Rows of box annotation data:
┌────────

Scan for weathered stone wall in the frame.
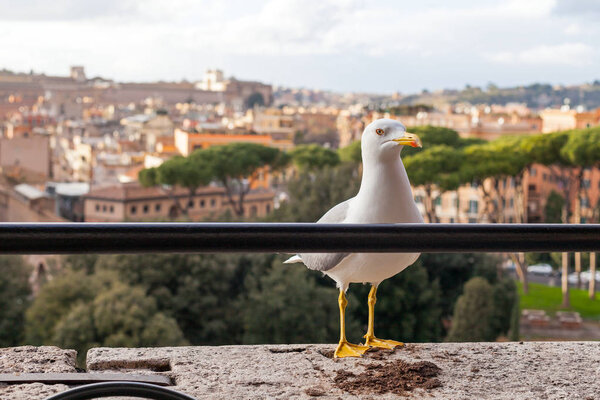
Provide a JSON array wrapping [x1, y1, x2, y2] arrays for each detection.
[[0, 342, 600, 400]]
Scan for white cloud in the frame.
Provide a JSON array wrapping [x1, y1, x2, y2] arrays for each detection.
[[0, 0, 600, 91], [484, 43, 595, 66]]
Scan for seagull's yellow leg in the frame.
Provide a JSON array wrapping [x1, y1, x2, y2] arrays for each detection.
[[364, 285, 404, 349], [333, 290, 369, 358]]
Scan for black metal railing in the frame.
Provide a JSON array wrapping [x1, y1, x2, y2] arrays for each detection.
[[0, 223, 600, 254]]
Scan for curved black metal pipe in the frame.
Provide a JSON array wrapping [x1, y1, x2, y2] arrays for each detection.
[[46, 382, 196, 400], [0, 223, 600, 254]]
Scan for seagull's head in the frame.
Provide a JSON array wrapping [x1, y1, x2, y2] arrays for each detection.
[[361, 119, 422, 161]]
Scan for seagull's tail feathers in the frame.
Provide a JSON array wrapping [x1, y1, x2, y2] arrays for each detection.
[[283, 254, 302, 264]]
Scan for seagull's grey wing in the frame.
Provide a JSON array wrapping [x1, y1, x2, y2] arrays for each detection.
[[300, 199, 352, 272]]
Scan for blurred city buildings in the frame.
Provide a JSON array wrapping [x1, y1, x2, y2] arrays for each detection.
[[0, 66, 600, 223]]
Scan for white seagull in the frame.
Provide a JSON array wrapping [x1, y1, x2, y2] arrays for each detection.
[[285, 119, 423, 357]]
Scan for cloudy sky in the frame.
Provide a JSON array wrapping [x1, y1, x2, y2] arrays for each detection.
[[0, 0, 600, 93]]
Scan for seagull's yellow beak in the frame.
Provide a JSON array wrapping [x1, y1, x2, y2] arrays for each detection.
[[392, 132, 423, 147]]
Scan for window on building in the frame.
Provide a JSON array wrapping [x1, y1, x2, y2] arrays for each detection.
[[469, 200, 479, 214], [581, 197, 590, 207]]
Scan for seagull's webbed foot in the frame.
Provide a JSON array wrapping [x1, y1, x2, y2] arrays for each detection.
[[364, 335, 404, 349], [333, 340, 369, 358]]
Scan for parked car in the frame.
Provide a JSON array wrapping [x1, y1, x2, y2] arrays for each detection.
[[527, 264, 553, 276]]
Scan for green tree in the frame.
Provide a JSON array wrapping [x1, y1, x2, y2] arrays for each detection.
[[138, 156, 214, 216], [290, 144, 340, 171], [27, 271, 186, 360], [521, 131, 576, 308], [404, 145, 463, 223], [349, 263, 443, 342], [243, 261, 342, 344], [268, 163, 360, 222], [560, 127, 600, 297], [246, 92, 265, 108], [0, 256, 31, 347], [338, 140, 362, 164], [544, 190, 565, 224], [416, 253, 500, 318], [96, 254, 273, 345], [446, 277, 496, 342], [25, 271, 96, 345], [200, 143, 288, 217]]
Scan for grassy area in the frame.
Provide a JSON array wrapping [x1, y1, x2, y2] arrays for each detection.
[[519, 282, 600, 320]]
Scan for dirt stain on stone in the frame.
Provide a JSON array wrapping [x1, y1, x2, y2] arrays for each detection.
[[334, 360, 442, 395]]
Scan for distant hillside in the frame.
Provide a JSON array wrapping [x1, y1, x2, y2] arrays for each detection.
[[401, 80, 600, 109]]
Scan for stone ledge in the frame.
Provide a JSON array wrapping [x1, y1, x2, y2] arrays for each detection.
[[0, 342, 600, 400]]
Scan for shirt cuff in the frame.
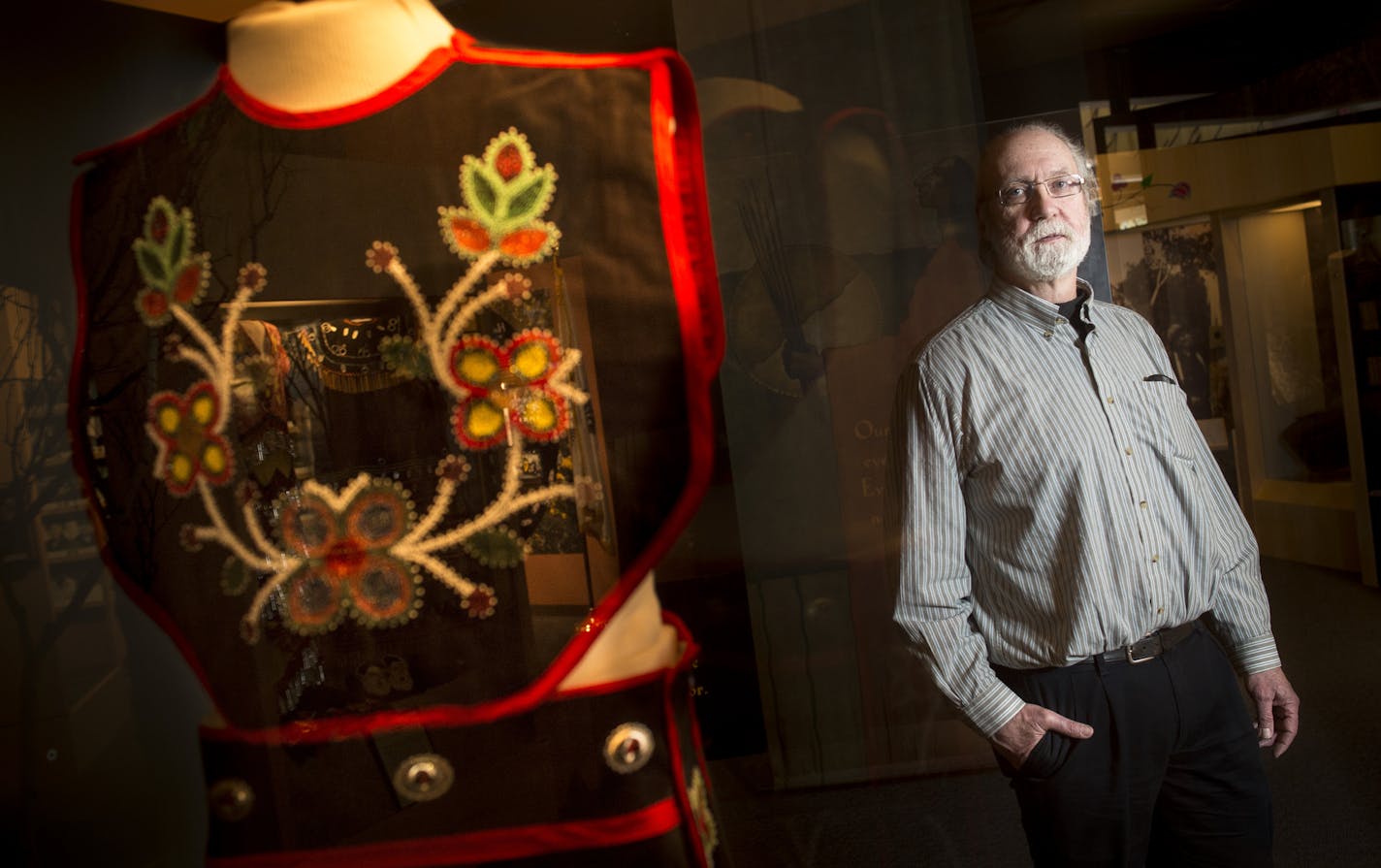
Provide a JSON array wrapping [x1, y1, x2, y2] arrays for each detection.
[[1231, 633, 1280, 675], [960, 678, 1026, 738]]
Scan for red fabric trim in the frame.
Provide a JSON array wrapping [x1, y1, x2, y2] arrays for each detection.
[[72, 80, 221, 165], [68, 171, 230, 714], [206, 797, 681, 868], [219, 42, 456, 130], [69, 30, 723, 744]]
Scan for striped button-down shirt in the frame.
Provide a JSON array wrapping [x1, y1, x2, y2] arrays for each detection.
[[886, 284, 1280, 735]]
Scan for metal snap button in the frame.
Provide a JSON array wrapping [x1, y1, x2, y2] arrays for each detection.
[[605, 723, 655, 774], [394, 754, 456, 802], [206, 777, 254, 822]]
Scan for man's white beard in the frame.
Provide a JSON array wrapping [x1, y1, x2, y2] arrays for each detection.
[[1000, 218, 1090, 283]]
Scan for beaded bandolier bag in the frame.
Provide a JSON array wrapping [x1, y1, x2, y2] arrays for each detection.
[[73, 21, 721, 865]]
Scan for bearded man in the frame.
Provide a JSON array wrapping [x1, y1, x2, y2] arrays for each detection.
[[886, 124, 1300, 867]]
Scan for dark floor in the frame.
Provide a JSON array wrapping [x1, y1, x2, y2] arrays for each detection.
[[711, 561, 1381, 868]]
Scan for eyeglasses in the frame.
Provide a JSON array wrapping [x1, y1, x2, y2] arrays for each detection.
[[997, 176, 1084, 209]]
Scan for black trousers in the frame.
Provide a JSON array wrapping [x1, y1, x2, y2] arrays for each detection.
[[999, 627, 1272, 868]]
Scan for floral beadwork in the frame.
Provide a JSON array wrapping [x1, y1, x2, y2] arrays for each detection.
[[450, 330, 570, 450], [437, 127, 561, 265], [134, 196, 211, 327], [134, 130, 589, 643], [147, 379, 231, 497], [268, 476, 421, 633]]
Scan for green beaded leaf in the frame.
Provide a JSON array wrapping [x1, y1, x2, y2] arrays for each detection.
[[134, 239, 169, 288], [460, 157, 502, 222], [464, 526, 527, 568], [167, 219, 192, 262], [508, 171, 553, 221]]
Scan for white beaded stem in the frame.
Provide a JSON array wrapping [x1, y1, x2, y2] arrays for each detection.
[[196, 477, 281, 573], [411, 552, 475, 597]]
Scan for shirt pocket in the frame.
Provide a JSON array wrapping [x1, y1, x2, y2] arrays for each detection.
[[1137, 379, 1203, 461]]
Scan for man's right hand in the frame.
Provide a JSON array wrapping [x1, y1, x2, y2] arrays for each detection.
[[991, 702, 1094, 769]]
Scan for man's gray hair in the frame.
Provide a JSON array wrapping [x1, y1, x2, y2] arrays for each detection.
[[974, 120, 1098, 265]]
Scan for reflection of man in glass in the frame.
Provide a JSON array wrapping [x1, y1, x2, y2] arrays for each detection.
[[888, 125, 1299, 865]]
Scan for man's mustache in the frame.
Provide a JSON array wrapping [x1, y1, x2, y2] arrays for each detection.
[[1022, 218, 1075, 247]]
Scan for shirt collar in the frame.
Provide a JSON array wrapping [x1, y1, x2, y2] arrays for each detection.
[[987, 277, 1094, 330]]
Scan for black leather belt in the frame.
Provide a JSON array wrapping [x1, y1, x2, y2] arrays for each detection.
[[1094, 621, 1199, 663]]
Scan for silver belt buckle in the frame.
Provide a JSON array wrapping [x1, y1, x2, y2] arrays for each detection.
[[1127, 633, 1160, 663]]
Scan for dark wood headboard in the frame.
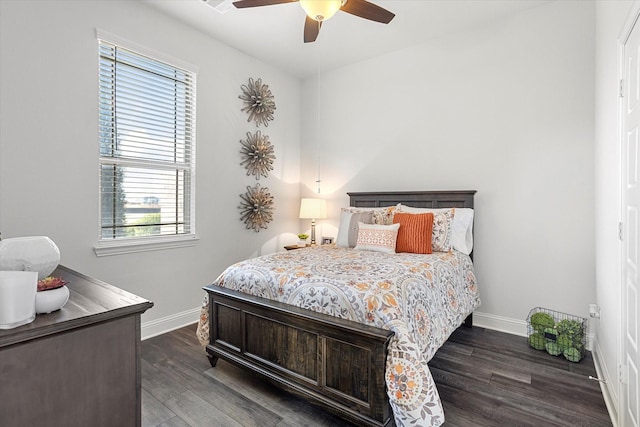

└────────

_Exercise description_.
Extract every line in the records that contains the string "white", matching case exactly.

_Complete response_.
Scan for white cloud in the frame.
Scan for white seagull in the frame.
Scan for man's white beard in the frame.
Scan for white beaded stem in the frame.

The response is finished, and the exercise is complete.